Can you write out all the lines word for word, with no pictures?

================

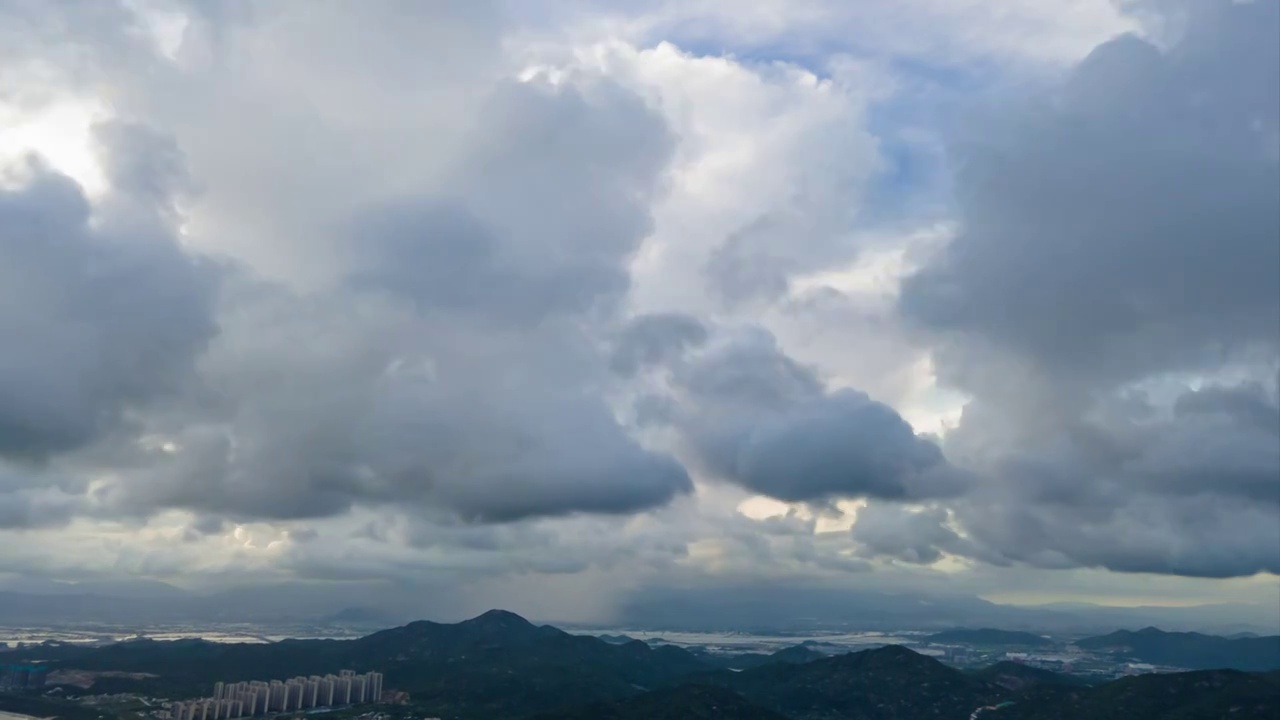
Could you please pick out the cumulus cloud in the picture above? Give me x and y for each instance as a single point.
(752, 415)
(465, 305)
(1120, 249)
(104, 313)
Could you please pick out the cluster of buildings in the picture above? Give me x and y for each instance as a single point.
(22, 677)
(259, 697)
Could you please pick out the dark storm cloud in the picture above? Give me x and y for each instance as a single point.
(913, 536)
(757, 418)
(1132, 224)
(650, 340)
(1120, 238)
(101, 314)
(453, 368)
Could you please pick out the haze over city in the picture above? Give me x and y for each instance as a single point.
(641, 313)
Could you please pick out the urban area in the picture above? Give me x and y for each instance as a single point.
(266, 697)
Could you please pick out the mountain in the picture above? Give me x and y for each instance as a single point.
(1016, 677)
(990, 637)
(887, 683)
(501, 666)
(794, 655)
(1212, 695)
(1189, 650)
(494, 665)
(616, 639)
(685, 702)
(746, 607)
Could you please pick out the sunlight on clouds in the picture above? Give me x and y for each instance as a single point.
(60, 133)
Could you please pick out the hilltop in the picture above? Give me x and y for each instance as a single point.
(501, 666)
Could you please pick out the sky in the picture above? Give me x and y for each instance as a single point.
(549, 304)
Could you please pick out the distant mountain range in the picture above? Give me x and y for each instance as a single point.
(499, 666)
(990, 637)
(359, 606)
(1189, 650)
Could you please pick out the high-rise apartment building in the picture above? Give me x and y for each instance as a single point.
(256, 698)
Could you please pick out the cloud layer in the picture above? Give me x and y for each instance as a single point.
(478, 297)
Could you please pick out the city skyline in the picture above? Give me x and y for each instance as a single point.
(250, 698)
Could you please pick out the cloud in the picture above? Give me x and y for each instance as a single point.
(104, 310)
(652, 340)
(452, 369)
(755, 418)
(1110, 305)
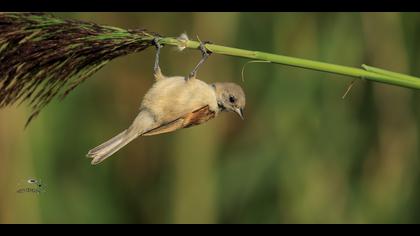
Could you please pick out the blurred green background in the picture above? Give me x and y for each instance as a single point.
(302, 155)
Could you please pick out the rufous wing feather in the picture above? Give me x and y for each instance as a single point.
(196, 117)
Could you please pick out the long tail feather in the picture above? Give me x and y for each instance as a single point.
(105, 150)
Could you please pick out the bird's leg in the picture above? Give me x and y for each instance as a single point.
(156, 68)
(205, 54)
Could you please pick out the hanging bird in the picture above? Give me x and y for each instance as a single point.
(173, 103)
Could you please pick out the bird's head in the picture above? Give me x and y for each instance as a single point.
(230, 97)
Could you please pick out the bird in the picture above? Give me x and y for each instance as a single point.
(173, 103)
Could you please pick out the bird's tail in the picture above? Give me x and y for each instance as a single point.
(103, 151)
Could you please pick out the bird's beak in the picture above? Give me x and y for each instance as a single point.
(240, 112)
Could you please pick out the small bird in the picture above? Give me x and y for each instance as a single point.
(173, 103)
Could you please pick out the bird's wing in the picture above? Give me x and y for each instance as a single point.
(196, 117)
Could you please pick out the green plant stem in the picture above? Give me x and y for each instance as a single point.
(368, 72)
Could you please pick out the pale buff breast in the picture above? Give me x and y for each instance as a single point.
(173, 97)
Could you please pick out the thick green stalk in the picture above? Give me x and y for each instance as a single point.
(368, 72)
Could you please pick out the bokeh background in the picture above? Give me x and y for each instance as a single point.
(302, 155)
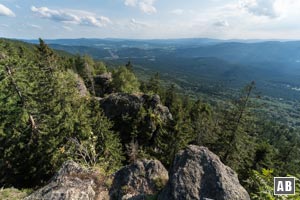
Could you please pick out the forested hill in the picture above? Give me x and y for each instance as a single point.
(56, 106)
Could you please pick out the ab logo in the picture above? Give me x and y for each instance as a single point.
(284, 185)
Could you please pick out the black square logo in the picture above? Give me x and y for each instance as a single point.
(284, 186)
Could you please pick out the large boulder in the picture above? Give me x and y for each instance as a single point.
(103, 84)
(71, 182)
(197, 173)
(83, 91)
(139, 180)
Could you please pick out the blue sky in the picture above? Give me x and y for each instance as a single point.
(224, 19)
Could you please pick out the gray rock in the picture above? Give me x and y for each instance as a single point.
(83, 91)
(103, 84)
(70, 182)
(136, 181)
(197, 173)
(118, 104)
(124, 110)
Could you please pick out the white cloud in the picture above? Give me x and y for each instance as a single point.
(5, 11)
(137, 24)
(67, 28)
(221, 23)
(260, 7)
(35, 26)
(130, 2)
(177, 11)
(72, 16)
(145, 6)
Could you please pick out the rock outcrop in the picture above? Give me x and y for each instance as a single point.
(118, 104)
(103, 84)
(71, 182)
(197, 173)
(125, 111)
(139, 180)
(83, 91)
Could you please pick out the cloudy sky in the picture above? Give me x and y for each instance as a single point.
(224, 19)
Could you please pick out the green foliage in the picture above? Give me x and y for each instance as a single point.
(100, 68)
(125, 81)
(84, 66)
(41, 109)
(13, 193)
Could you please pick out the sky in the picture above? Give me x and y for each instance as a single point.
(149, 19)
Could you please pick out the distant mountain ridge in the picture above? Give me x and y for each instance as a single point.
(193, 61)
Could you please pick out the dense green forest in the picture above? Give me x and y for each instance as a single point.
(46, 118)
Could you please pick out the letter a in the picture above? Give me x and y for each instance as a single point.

================

• _Complete response_
Could you please pick out the cumulus cloud in the picture above? Give me x and y for each instance as a single point.
(752, 415)
(465, 305)
(1120, 249)
(104, 313)
Could you please pick out the cluster of buildings in the picture above? Give me x and y for each instance as a single point.
(22, 677)
(259, 697)
Could you please pick out the dark storm cloud in the picture above? Give me x and y for each instance as a single point.
(913, 536)
(757, 418)
(1132, 224)
(650, 340)
(1120, 238)
(101, 314)
(453, 368)
Could you please pick out the haze over city in the picture above? Give me x and y for each instance as a single point.
(641, 313)
Could you please pick out the urban area in the picture above? Give me x and y for each instance as a single point.
(266, 697)
Could you please pick out the mountain in the picture above? Give me x and y for each instance as a single point.
(1016, 677)
(990, 637)
(887, 683)
(501, 666)
(794, 655)
(1212, 695)
(1189, 650)
(494, 665)
(616, 639)
(685, 702)
(746, 607)
Could you please pick out the sunlight on clouds in the picture above? Give me x and y for each instance as a single point.
(60, 133)
Could you please pick out the hilltop in the picture above? Give me x and y for each instance as a single point.
(501, 666)
Could you please pick out the sky in the picture above? Give me x and y for each instance as a single point.
(549, 304)
Could you please pick out the distant mountain range in the picture above? Give me x and y for each instance as a single point.
(499, 666)
(990, 637)
(359, 606)
(1189, 650)
Could you please pick out the high-rise apartment building in the picture above? Give me x and y for each instance as a single point.
(256, 698)
Could you please pick out the cloud layer in the picture above? Give me x and y for each instance as a single point.
(478, 297)
Could you please pick out the city skyline in the picture above? Give me x and y for each instance as a single point.
(250, 698)
Could you please pick out the cloud in the picture above? Give me x and y for each instance as a single point.
(104, 310)
(652, 340)
(452, 369)
(755, 418)
(1110, 305)
Could you please pick out the blurred green background in the picture above? Give me x and y for each instance as a single point.
(302, 155)
Could you please pick out the rufous wing feather in the picture above? Give me x and y for each instance as a single point.
(196, 117)
Could you please pick out the long tail feather in the picture above? Give me x and y for each instance as a single point.
(105, 150)
Could you please pick out the bird's leg in the picture above? Give me x and y for each instance as a single point.
(156, 68)
(205, 54)
Could you please pick out the hanging bird in the picture above? Give me x and y for each instance as a single point.
(173, 103)
Could you please pick out the bird's head in the picture above? Give me x and y for each instance as a single point.
(230, 97)
Could you please pick out the bird in the picture above? Give me x and y for each instance as a single point.
(173, 103)
Could you please pick out the bird's tail in the picture above? Give me x and y for each instance as a single point.
(103, 151)
Could you please pick out the bird's beak in the picture above? Give me x and y for each instance as a single point.
(240, 112)
Could you please pick out the small bird in the picture above? Give me x and y for each instance as a single point.
(173, 103)
Could you please pick out the bird's wing in the picture above? Give me x and y for each instance as a single point.
(196, 117)
Could you please pick out the green plant stem in the picture above? Give me x and y for each instance as a single point.
(368, 72)
Could you please pick out the pale buff breast in the picture above? Give me x and y for each instance as a single point.
(173, 97)
Could you please pick out the thick green stalk in the picture above? Give me x and y for each instance as a single point.
(368, 72)
Could you please pick out the bokeh background in the picture above? Give me x and y for each instance as a single point.
(302, 155)
Could you please pick out the forested hill in the picture above? Give me x and y for each instance as a single point.
(56, 106)
Could you please pick out the ab logo in the picture above? Give me x and y for each instance as a single point.
(284, 185)
Could you please pick out the black square logo in the picture above? Give me x and y for each instance as a single point.
(284, 186)
Could you please pick out the large boulder in the picture above? Give me x and y for each instance as a single point.
(103, 84)
(71, 182)
(197, 173)
(83, 91)
(139, 180)
Could you please pick out the blue sky in the picture above? Give me x and y for each instance as a single point.
(224, 19)
Could you please pick out the gray rock in the picture above? Give me x and y for each instance as a single point.
(83, 91)
(103, 84)
(70, 182)
(136, 181)
(197, 173)
(118, 104)
(124, 110)
Could you please pick out the white cloud in the picture above? Give me x and y for each instance as a single point.
(5, 11)
(137, 24)
(67, 28)
(221, 23)
(260, 7)
(35, 26)
(130, 2)
(177, 11)
(72, 16)
(145, 6)
Could you please pick out the rock outcrop in the picture above? Give me x and y for each instance as a single point.
(118, 104)
(103, 84)
(71, 182)
(197, 173)
(125, 111)
(139, 180)
(83, 91)
Could you please pick out the cloudy sky in the picture above? Give me x and y for each instance as a single point.
(224, 19)
Could you please pick out the green foliage in the picture above? Give me x and y for each instance as a single point.
(100, 68)
(125, 81)
(84, 66)
(41, 109)
(13, 193)
Could you please pick out the sky in the picture above? Give me x and y for each instance as a single point.
(149, 19)
Could you please pick out the distant mountain ridge in the picture above? Give me x and y for each instance as a single point.
(193, 61)
Could you please pick out the dense green forest in the picture above? Give me x and y for each instance as a single point.
(46, 118)
Could you please pick out the letter a in the picture above? Give me x and y for each instance as a single point.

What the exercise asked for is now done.